# ABOUT THIS EXERCISE
Whenever a line below holds the word "marker", count it; please give only the final number.

[SUPPLIED MATERIAL — start]

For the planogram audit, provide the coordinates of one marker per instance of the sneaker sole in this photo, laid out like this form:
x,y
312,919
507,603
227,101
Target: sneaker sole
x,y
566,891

[SUPPLIED MATERIAL — finish]
[SUPPLIED MATERIAL — start]

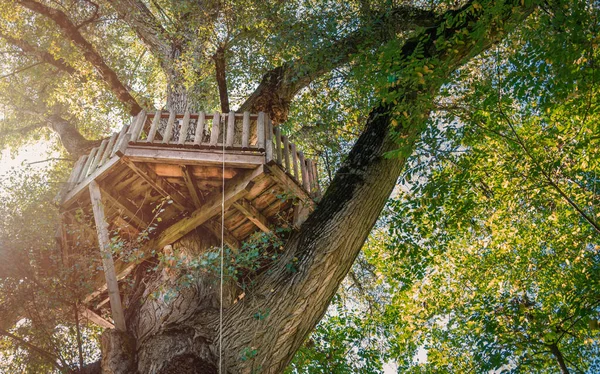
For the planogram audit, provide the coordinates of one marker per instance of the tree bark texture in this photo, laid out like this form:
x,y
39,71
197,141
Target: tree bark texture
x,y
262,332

[SUPPLIED MATERIAL — finish]

# WRITTEN RESPONSE
2